* [Quellenauszug]:

Beitrag

Wirksamkeit einer Rechtsmittelrücknahme

Die für Verteidiger geltende Pflicht zur elektronischen Übermittlung einer Revision aus § 32d S. 2 StPO erstreckt sich nicht auf deren Zurücknahme.

(Leitsatz des Verfassers)

BGH, Beschl. v. 4.7.20234 StR 171/23

I. Sachverhalt

Weitere Pflichtverteidigerin nimmt Revision per Fax zurück

Das LG hat im Sicherungsverfahren die Unterbringung der Beschuldigten in einem psychiatrischen Krankenhaus angeordnet. Nachdem der Pflichtverteidiger der Beschuldigten frist- und formgerecht Revision gegen das Urteil eingelegt hatte, hat die weitere Pflichtverteidigerin der Beschuldigten mit Schreiben vom 27.2.2023, dem LG per Fax zugegangen am selben Tag, erklärt, dass sie „nach mehrfacher und ausführlicher Rücksprache mit der Mandantin und deren Betreuer“ die Revision zurücknehme.

Pflichtverteidiger bestreitet Wirksamkeit der Rücknahme

Mit Schreiben vom 13.3.2023 an das LG hat der Pflichtverteidiger erklärt, die Beschuldigte habe ihm mitgeteilt, eine Ermächtigung zur Rücknahme der Revision nicht erteilt zu haben. Am folgenden Tag hat er dem Landgericht frist- und formgerecht die Revisionsbegründung sowie ein Schreiben der Beschuldigten übermittelt, in welchem diese erklärt, dass sie ihre weitere Verteidigerin nicht ausdrücklich zur Revisionsrücknahme ermächtigt habe und für den Fall, dass sie „eine Erklärung abgegeben haben sollte, die als solcherart Ermächtigung zu werten sein könnte oder ist“, diese zurücknehme; an der Revision solle festgehalten werden. In einer schriftlichen Stellungnahme vom 21.3.2023 hat die Pflichtverteidigerin sodann erklärt, dass die Beschuldigte sie „in vielen ausführlichen Telefonaten ab dem 9.2.2023 mehrfach darum gebeten [habe], die Revision gegen das Urteil vom 19.12.2022 zurückzunehmen“.

* [Aufgabe]: Prüfe anhand des Auszugs zur Rechtsmittelrücknahme, ob die folgenden Aussagen stimmen, und belege jede Antwort mit Ja oder Nein und den entscheidenden Worten des Auszugs als wörtlichem Zitat. (a) Der Pflichtverteidiger der Beschuldigten hat die Revision zurückgenommen. (b) Die Rücknahmeerklärung ging dem LG per Fax zu. (c) Laut der Pflichtverteidigerin bat die Beschuldigte sie erstmals am 21.3.2023 um die Rücknahme der Revision. Die Daten haben mit dem Auszug nichts zu tun.

* [Vorliegende Daten]:
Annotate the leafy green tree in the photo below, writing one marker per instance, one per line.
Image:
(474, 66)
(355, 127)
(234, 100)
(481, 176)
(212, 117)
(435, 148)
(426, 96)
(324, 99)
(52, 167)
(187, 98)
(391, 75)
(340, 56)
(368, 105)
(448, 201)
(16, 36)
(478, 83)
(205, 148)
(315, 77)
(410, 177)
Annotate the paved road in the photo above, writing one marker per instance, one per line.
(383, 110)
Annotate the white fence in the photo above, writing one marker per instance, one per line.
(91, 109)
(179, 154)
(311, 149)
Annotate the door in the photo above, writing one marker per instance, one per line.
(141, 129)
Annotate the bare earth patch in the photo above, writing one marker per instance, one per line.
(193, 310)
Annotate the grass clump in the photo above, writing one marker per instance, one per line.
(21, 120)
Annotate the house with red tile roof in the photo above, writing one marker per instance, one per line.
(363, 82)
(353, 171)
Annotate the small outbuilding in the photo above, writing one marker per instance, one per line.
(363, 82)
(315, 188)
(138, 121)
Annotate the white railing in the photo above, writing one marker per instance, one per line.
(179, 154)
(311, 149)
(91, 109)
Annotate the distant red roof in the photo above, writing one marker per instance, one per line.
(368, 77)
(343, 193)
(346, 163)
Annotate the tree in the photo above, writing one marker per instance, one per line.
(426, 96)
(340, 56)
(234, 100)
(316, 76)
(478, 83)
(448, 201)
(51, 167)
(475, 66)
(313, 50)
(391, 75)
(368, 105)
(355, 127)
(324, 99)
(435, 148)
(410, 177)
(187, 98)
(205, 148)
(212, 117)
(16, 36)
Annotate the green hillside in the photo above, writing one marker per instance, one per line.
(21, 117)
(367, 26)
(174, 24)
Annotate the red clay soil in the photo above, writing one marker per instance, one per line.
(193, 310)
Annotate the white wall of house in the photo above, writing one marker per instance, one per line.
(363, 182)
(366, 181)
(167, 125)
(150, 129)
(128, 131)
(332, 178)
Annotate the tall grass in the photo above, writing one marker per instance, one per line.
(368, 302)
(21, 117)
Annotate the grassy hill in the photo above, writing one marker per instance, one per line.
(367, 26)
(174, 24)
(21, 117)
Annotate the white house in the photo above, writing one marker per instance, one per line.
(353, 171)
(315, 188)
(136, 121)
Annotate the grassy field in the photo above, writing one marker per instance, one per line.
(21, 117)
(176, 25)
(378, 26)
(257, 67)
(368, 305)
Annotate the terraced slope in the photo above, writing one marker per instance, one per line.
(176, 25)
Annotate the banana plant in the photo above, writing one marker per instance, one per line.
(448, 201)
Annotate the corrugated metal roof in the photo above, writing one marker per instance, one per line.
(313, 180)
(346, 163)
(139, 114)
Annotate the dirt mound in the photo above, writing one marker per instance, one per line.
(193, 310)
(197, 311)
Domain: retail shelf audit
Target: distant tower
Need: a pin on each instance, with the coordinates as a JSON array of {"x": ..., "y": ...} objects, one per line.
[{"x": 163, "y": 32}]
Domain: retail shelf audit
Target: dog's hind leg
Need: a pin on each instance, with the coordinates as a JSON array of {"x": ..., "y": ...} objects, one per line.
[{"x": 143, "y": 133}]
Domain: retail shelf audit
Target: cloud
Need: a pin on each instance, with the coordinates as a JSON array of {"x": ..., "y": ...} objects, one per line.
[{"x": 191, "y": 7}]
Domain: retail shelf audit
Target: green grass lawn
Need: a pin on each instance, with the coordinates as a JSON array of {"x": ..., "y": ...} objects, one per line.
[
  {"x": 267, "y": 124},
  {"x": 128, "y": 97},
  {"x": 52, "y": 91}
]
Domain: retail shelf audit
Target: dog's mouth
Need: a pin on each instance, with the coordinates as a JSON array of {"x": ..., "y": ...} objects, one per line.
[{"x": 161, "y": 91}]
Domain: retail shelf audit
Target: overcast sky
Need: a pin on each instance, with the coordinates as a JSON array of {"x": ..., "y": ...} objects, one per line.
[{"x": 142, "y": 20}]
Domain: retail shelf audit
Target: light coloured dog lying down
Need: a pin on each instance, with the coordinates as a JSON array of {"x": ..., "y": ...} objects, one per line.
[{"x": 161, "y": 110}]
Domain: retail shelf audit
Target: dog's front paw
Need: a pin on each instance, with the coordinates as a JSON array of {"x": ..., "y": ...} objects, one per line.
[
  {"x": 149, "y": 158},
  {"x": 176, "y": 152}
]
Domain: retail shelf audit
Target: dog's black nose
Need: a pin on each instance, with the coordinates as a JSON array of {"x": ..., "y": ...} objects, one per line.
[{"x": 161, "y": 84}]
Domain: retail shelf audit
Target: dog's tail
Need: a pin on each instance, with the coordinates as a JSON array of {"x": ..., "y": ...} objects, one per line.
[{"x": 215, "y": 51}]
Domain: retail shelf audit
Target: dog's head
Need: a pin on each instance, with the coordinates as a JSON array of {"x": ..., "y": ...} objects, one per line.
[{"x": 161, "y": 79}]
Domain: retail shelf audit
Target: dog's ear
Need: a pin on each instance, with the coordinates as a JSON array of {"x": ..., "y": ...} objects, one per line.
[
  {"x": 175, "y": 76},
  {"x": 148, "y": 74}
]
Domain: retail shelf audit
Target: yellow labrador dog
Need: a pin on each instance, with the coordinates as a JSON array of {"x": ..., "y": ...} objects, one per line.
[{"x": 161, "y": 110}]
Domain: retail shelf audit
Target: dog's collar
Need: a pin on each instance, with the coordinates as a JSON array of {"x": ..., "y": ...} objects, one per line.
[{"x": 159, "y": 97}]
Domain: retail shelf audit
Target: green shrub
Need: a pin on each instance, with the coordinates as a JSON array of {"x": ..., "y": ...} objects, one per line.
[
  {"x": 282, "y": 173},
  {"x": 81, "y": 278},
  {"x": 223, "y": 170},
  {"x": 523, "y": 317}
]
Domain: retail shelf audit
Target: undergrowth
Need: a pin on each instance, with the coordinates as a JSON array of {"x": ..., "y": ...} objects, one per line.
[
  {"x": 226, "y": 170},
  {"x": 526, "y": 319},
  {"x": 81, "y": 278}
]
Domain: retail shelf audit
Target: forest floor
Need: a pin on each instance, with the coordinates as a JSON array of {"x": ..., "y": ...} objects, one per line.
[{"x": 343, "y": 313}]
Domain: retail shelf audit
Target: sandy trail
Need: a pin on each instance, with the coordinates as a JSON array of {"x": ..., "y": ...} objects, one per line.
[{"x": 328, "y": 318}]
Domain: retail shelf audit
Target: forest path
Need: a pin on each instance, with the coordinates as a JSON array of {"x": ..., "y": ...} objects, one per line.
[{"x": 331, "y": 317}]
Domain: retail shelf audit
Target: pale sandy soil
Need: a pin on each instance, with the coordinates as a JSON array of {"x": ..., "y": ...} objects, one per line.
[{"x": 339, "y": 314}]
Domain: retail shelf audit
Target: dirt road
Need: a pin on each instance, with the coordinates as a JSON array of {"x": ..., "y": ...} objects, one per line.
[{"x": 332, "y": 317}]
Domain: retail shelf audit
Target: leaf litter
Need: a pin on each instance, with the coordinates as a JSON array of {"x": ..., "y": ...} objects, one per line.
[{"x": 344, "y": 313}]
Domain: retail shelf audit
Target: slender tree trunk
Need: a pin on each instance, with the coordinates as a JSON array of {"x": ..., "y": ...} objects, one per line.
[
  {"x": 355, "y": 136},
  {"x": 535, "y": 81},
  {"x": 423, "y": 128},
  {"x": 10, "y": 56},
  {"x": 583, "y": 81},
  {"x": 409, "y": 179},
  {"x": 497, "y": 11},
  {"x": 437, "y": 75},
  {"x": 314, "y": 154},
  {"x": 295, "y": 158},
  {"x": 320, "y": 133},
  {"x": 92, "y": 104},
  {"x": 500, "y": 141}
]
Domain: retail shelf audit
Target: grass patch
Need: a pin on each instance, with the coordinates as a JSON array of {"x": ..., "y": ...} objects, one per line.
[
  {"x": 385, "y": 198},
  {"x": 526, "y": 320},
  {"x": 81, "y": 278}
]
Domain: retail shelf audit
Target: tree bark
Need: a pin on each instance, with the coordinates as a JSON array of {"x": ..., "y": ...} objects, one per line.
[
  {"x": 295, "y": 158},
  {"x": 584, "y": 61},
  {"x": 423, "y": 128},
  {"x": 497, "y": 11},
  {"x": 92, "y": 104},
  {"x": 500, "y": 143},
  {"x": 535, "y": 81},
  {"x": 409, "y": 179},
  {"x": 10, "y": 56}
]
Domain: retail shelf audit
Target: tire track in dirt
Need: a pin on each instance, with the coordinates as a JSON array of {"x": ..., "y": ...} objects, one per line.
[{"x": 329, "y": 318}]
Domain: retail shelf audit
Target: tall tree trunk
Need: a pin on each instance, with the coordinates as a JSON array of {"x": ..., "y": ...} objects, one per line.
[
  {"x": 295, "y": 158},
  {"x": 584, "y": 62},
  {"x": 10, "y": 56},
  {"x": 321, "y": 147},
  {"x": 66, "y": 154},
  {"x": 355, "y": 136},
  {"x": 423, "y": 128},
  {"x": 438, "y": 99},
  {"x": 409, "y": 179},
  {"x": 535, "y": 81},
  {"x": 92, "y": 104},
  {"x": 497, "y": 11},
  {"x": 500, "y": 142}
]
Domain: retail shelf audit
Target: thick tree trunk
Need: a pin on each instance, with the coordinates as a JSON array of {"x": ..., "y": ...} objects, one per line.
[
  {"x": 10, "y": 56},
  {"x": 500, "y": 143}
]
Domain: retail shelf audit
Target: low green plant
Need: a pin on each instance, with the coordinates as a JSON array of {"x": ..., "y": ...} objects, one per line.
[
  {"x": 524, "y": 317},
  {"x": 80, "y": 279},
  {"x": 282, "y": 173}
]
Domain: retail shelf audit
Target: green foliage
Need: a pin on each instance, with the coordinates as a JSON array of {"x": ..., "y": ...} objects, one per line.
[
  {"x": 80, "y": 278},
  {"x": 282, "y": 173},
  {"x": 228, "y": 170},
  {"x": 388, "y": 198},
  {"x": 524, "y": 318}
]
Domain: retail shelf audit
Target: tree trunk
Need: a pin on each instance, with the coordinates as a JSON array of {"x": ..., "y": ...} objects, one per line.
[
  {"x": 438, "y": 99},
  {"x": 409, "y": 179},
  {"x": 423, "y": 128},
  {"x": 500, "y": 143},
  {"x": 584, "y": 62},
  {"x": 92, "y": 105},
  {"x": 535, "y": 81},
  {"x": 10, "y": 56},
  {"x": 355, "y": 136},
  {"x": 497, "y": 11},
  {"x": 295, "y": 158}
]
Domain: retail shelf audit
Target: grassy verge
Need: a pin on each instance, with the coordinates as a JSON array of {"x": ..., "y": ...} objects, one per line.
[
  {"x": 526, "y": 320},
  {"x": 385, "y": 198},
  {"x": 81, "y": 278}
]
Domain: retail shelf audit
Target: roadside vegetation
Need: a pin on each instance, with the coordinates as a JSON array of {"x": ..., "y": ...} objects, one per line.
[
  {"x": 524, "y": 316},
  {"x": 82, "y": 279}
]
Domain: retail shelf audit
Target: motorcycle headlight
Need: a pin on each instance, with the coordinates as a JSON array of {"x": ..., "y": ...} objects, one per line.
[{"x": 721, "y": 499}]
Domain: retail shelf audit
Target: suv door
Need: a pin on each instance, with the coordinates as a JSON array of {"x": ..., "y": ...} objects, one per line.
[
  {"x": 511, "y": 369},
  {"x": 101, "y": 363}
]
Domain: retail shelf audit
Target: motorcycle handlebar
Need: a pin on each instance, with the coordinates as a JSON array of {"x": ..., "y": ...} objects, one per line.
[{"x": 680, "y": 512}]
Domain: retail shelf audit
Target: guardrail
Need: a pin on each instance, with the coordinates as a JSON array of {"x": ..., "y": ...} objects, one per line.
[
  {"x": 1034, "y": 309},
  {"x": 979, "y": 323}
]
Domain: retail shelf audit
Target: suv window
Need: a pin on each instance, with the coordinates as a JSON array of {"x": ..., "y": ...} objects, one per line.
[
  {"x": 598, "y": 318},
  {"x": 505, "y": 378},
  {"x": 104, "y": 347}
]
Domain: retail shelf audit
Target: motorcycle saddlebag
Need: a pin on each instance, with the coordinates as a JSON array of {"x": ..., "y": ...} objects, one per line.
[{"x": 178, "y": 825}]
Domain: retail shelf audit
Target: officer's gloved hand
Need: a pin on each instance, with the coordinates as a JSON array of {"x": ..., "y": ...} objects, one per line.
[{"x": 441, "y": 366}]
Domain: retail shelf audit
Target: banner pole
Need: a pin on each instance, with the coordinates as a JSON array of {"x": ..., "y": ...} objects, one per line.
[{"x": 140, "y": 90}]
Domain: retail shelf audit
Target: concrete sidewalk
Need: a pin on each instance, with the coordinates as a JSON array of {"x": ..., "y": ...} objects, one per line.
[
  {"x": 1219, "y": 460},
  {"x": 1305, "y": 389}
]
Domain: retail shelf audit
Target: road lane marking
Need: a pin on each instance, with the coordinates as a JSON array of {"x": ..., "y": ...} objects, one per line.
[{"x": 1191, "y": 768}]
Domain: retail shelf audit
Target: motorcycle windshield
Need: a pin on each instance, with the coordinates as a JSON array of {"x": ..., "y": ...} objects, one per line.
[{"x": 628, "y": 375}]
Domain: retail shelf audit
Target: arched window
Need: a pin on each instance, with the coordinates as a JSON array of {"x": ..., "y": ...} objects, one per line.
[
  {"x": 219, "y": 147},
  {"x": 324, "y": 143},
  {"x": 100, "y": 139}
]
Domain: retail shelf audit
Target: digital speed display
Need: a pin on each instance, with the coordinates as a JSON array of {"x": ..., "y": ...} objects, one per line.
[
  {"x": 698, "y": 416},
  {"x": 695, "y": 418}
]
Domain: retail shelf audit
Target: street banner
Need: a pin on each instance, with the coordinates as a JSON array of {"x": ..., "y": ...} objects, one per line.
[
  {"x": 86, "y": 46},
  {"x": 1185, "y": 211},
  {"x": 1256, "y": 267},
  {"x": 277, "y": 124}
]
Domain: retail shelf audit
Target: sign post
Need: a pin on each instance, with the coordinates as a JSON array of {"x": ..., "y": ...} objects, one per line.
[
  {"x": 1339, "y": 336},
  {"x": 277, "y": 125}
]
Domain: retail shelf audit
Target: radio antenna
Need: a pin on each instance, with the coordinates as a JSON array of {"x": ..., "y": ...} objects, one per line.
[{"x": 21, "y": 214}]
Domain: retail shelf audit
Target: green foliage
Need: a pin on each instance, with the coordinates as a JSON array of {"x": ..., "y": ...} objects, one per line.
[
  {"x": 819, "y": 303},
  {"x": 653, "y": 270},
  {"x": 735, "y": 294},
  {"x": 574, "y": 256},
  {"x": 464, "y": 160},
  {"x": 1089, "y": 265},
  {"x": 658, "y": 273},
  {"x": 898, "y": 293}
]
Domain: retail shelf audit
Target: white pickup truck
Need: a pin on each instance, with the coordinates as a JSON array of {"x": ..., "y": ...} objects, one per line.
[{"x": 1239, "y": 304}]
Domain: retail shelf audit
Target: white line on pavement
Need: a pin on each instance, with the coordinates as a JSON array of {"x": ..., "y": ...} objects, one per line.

* [Lösung]:
(a) Nein: „hat die weitere Pflichtverteidigerin der Beschuldigten mit Schreiben vom 27.2.2023, dem LG per Fax zugegangen am selben Tag, erklärt“
(b) Ja: „dem LG per Fax zugegangen am selben Tag“
(c) Nein: „in vielen ausführlichen Telefonaten ab dem 9.2.2023 mehrfach darum gebeten“